▸ Source passage
What’s heavier? A kilogramme of steel, or a kilogramme of feathers?
The cheapest way to fly is off the handle
Don’t tell me about your problems. I have to explain to my son why all of his baby teeth are in my nightstand.
Me: Time for bed
7: But can we watch Back to the Future?
Me: No
7: Empire Strikes Back?
Me: No
7: Karate Kid?
Me: I see what you’re doing and I respect it but the answer’s still no
No kid, you don’t have it hard. When I was a kid we had to eat without camera phones.
Dads be like, “Picked out the t-shirt I’ll be wearing every weekend for the next 20 years.”
I love how we all talk about The Last Supper painting & nobody mentions that all 13 of those guys were sitting on the same side of the booth
I want to open up a Shakespeare theater in a Chinese restaurant.
Dimsummernight’s dream
My town had a really bad storm 2 days ago& my neighbor lost the roof of his house& the poor guy doesn’t have insurance. I’ve decided to start a gofundme to raise $ so I can go to Hawaii for a few weeks cuz he’s about to start doing construction& I hate being around all that noise
just shot off an email a split second before I realized I said “lick the link below”
“Did it hurt when you fell from Heaven?“
Lucifer: Are you hitting on me?
[2050, Quarantine Simulator: Day 4]
Test Patient: i don’t know what the big deal is. could do this forever.
Doctor, into lapel: introduce children to simulation.
[34 mins. later]
Test Patient: *banging on two-way mirror*
Doctor: every time.
[Commercial for condoms]
*a baby cries*
NARRATOR: Condoms
OPTOMETRIST: Better or worse? Better or worse?
ME: You don’t *have* to talk during sex
“Your keys are over THERE.”
– Wow. You have eagle eyes!
“Yup. My vision is 20/20.”
– No. I mean they’re small, beady & kinda close together.
I need better friends
Apparently when a couple tells you they’re pregnant with their 6th kid it’s not cool to yell “OMG DUDE GET OFF HER.”

▸ What is required
According to the joke collection above, how many men in The Last Supper painting are sitting on the same side of the booth?

▸ Records
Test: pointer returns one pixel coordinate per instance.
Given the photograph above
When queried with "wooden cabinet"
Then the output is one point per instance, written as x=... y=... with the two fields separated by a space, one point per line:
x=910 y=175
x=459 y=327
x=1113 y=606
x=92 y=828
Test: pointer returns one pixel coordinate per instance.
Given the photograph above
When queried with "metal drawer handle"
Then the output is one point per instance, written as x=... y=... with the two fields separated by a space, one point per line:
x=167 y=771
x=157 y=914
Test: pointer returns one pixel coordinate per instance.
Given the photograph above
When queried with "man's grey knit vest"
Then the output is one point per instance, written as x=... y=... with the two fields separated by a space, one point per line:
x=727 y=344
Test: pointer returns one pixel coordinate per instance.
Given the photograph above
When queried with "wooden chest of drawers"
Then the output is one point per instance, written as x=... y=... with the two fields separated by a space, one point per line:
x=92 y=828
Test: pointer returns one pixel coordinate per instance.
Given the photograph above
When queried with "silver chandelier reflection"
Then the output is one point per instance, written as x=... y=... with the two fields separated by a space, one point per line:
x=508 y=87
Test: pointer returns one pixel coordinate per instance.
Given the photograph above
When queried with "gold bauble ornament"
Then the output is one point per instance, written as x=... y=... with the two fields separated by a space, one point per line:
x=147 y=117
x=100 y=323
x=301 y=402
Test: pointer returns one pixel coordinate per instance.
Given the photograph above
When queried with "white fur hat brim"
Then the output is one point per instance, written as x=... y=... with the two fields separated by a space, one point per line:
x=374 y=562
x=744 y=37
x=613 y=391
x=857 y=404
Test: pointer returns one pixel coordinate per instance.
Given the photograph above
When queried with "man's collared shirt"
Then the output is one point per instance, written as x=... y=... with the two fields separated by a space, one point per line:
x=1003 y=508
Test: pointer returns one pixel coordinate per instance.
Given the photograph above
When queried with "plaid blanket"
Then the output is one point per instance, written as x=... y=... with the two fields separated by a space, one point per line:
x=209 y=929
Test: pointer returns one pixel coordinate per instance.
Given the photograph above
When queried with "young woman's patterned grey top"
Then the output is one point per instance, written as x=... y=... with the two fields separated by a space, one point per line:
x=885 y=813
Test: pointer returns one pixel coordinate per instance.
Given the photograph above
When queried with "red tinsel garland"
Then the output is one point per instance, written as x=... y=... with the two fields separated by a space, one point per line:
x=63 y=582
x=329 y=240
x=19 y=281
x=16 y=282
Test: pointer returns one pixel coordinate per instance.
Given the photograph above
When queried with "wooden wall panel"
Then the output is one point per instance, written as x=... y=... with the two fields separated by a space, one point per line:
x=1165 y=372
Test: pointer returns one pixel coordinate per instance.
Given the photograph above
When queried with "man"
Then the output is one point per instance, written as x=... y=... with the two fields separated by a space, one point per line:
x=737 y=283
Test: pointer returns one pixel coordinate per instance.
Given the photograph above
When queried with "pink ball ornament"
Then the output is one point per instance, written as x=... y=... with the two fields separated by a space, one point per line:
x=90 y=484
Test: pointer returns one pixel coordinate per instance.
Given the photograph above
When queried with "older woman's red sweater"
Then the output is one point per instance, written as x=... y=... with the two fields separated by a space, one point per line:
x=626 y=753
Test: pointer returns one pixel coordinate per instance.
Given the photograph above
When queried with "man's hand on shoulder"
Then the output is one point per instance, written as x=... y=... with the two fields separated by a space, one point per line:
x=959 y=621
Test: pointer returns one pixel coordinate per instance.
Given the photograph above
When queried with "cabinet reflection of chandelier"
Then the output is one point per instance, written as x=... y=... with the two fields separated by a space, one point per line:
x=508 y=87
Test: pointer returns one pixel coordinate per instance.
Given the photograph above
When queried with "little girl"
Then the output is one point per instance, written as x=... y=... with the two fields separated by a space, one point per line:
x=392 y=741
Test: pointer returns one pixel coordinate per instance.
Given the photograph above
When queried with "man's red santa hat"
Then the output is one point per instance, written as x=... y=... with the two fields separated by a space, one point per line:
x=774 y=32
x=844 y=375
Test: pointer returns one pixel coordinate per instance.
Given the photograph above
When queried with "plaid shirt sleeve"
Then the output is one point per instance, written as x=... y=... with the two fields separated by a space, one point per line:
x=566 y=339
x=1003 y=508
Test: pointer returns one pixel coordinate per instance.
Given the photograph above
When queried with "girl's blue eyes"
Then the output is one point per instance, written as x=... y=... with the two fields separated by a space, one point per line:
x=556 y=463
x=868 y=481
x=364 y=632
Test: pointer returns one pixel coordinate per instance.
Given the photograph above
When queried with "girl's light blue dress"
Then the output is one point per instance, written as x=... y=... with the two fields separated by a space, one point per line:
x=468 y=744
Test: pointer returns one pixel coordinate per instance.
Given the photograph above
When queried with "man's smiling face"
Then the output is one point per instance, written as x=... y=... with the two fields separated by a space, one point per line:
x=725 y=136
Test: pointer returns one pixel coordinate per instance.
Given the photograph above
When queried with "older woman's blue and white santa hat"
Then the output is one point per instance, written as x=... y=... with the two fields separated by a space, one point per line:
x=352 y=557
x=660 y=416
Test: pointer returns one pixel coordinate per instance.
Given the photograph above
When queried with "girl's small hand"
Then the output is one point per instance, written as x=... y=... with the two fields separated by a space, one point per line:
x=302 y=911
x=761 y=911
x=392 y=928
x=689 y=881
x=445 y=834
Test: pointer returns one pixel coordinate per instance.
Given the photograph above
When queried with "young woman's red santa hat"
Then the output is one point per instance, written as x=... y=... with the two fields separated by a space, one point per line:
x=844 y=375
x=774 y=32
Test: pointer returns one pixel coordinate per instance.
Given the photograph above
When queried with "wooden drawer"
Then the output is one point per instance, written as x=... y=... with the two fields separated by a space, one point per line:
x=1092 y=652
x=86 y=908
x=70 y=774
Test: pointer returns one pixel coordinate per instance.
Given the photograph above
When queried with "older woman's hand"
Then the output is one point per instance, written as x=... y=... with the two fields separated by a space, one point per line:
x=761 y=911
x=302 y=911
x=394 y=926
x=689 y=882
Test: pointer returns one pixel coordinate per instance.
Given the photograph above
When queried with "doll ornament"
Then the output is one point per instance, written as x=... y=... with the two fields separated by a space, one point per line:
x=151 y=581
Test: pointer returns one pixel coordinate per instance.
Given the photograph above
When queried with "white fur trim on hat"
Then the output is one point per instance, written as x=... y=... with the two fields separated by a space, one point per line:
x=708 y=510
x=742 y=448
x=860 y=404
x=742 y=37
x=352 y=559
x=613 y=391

▸ Reply to the task
All 13 of them.